### [Quoted text]
▶

On November 1, 2011, we entered into a lease for 3,000 square feet of office space in Santa Barbara, California for use by our operating units.  This lease expires on October 31, 2014 with two additional three-year renewal terms available.  The initial rent plus common area charges were $7,157 per month. This property was vacated in June 2012 and the Company recorded a liability of $229,000 to cover unpaid rent and the present value of rents due for the remainder of the lease term. In January 2013, the landlord for this property has obtained a judgment against the Company for $74,486. The Company is in negotiations to settle the unpaid rent for a lower amount, but there can be no assurance of success in doing so.

  

From May 2012 to May 2013, the Company was in a month-to-month lease for office space for three people in Los Angeles, California. Rent for this facility was $2,300 per month. Given reductions in staff, the Company is now operating with a “virtual office.” The Company believes this virtual office structure is adequate for our current needs and suitable additional or substitute space will be available as needed.

 

Contractual Obligations

 

Set forth below is information concerning our known contractual obligations as of September 30, 2013 that are fixed and determinable by year starting with the year ending December 31, 2013.

◀

### [Dataset records]
▶

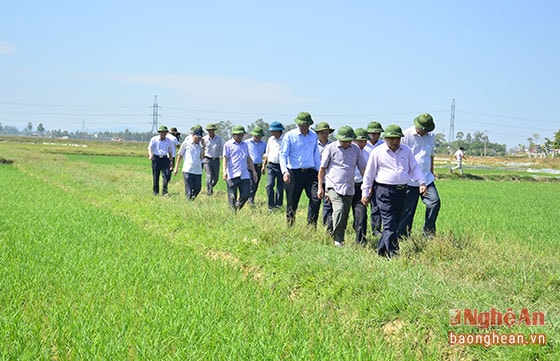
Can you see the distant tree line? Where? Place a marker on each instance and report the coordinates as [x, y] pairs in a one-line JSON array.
[[475, 144]]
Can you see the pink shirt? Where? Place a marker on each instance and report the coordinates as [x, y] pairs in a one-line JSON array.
[[387, 167]]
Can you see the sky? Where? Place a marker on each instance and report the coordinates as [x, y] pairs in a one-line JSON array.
[[98, 65]]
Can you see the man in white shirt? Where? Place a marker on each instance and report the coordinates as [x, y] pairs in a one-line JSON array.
[[191, 152], [420, 140], [374, 130], [390, 166], [160, 151], [271, 165], [176, 145], [212, 146], [459, 155]]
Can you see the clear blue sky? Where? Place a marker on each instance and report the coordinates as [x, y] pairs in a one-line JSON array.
[[99, 64]]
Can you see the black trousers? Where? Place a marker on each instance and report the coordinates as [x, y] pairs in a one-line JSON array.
[[255, 185], [360, 215], [300, 180], [161, 166]]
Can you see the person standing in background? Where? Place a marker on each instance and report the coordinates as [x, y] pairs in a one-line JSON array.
[[271, 164], [256, 151], [323, 131], [191, 152], [420, 139], [212, 147], [338, 167], [374, 130], [160, 151], [300, 162], [390, 165], [176, 145], [459, 156], [358, 209], [237, 169]]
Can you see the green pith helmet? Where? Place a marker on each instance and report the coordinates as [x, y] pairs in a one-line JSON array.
[[361, 134], [276, 126], [257, 132], [197, 128], [345, 134], [393, 131], [304, 118], [323, 126], [374, 127], [238, 129], [424, 122]]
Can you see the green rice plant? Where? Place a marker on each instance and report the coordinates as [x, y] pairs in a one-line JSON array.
[[94, 266]]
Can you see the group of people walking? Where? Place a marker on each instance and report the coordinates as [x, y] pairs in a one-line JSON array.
[[387, 170]]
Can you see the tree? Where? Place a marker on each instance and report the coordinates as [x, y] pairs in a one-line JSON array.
[[556, 142], [224, 129]]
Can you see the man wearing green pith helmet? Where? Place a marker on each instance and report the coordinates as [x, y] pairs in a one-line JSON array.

◀

### [Aim of the exercise]
Answer these from the office lease text:
(a) How much office space was leased in Santa Barbara?
(b) What was the amount of the judgment the Santa Barbara landlord obtained against the Company?
(c) What was the monthly rent for the Los Angeles office?
The listing is separate material, unrelated to the office lease text.

### [Full answer]
(a) 3,000 square feet
(b) $74,486
(c) $2,300 per month